▸ **Exercise**
Could you reproduce the piece about Ijaa and a mother's love word for word, from start to finish?

▸ **Reading text**
“Ijaa, I am 51 years old… 51! Don’t worry about me.”
But she still does.
She still asks where I’m going, with whom, and when I’ll be back. When I tease her, she sulks. “I’m not worried… just asking. Do I not have that much right?” And then, just as quickly, “Okay, won’t ask… you’re a big girl now.”
“Not big, Ijaa… almost old.” I laugh, but she is hurt.
Yet, in the very next moment, she holds out a plate—fresh Gujhiya, made without sugar just for me, and gulab jamuns with just a little sweetness. “Ijaa, I won’t die of hunger there;”I joke. But she insists, so I eat both, nearly collapsing from a sugar overload.
That’s Ijaa. That’s my Maa … my mumma ..
She was my first home, the first heartbeat I was closest to . They say the umbilical cord is cut at birth, but the invisible one? It never is. It lingers in her worried questions, in the emergency medicine kit she still prepares for me, in the crumpled money notes she slips into my hand. It is in the pickles she makes for her grandchildren, in the warmth of her scolding, in the quiet way she ensures I’m okay—even when I insist I don’t need her to.
And now, I find myself doing the same.
“Did you eat? Take your medicines. Don’t stay out too late. I’m not worried, just asking…” My daughter sighs, rolls her eyes, half exasperated, half amused—just as I once did. She doesn’t understand yet, just as I didn’t then. But one day, she will.
I used to believe independence meant outgrowing my mother’s care. That adulthood was about standing on my own, making my own way. But now I see the truth—you don’t grow out of a mother’s love. You grow into it.
One day, my daughter will find herself uttering the same words, with the same mixture of love, worry, and quiet devotion. And when she does, she will know—just as I do now—that the cord was never cut.

From Ijaa to me, from me to her.
Because a mother’s love is not something we leave behind. It is something we carry forward, from one heartbeat to the next.

▸ **Material shown**
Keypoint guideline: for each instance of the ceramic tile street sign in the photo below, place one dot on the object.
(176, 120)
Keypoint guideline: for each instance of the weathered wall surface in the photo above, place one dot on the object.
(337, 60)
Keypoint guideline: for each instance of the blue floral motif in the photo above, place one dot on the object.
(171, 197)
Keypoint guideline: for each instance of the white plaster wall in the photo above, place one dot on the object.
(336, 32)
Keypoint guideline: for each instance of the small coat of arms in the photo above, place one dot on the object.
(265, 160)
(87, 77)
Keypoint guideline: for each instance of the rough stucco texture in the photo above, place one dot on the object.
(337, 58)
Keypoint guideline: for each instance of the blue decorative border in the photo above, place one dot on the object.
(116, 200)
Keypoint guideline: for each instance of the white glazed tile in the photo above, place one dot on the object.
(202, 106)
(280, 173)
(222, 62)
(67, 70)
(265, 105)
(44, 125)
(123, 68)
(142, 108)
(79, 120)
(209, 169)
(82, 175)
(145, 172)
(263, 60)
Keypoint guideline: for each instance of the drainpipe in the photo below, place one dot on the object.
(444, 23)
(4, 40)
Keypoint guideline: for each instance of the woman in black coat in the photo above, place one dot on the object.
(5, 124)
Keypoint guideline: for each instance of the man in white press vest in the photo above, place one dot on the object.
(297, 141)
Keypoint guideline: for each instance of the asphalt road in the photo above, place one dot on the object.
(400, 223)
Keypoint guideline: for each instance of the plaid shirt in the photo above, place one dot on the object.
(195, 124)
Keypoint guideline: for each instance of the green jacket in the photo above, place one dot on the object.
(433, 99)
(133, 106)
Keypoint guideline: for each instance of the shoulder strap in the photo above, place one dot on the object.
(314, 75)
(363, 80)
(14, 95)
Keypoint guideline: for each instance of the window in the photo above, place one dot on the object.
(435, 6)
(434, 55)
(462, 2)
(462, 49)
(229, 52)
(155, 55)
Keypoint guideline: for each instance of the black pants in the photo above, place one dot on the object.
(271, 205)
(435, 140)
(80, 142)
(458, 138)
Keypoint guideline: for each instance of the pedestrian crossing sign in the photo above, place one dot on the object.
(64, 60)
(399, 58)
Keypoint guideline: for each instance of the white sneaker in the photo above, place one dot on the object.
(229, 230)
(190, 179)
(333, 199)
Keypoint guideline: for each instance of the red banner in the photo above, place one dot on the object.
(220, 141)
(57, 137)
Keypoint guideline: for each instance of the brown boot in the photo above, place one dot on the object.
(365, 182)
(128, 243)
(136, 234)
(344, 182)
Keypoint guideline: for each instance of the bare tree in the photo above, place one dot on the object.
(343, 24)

▸ **Reply**
“Ijaa, I am 51 years old… 51! Don’t worry about me.”
But she still does.
She still asks where I’m going, with whom, and when I’ll be back. When I tease her, she sulks. “I’m not worried… just asking. Do I not have that much right?” And then, just as quickly, “Okay, won’t ask… you’re a big girl now.”
“Not big, Ijaa… almost old.” I laugh, but she is hurt.
Yet, in the very next moment, she holds out a plate—fresh Gujhiya, made without sugar just for me, and gulab jamuns with just a little sweetness. “Ijaa, I won’t die of hunger there;”I joke. But she insists, so I eat both, nearly collapsing from a sugar overload.
That’s Ijaa. That’s my Maa … my mumma ..
She was my first home, the first heartbeat I was closest to . They say the umbilical cord is cut at birth, but the invisible one? It never is. It lingers in her worried questions, in the emergency medicine kit she still prepares for me, in the crumpled money notes she slips into my hand. It is in the pickles she makes for her grandchildren, in the warmth of her scolding, in the quiet way she ensures I’m okay—even when I insist I don’t need her to.
And now, I find myself doing the same.
“Did you eat? Take your medicines. Don’t stay out too late. I’m not worried, just asking…” My daughter sighs, rolls her eyes, half exasperated, half amused—just as I once did. She doesn’t understand yet, just as I didn’t then. But one day, she will.
I used to believe independence meant outgrowing my mother’s care. That adulthood was about standing on my own, making my own way. But now I see the truth—you don’t grow out of a mother’s love. You grow into it.
One day, my daughter will find herself uttering the same words, with the same mixture of love, worry, and quiet devotion. And when she does, she will know—just as I do now—that the cord was never cut.

From Ijaa to me, from me to her.
Because a mother’s love is not something we leave behind. It is something we carry forward, from one heartbeat to the next.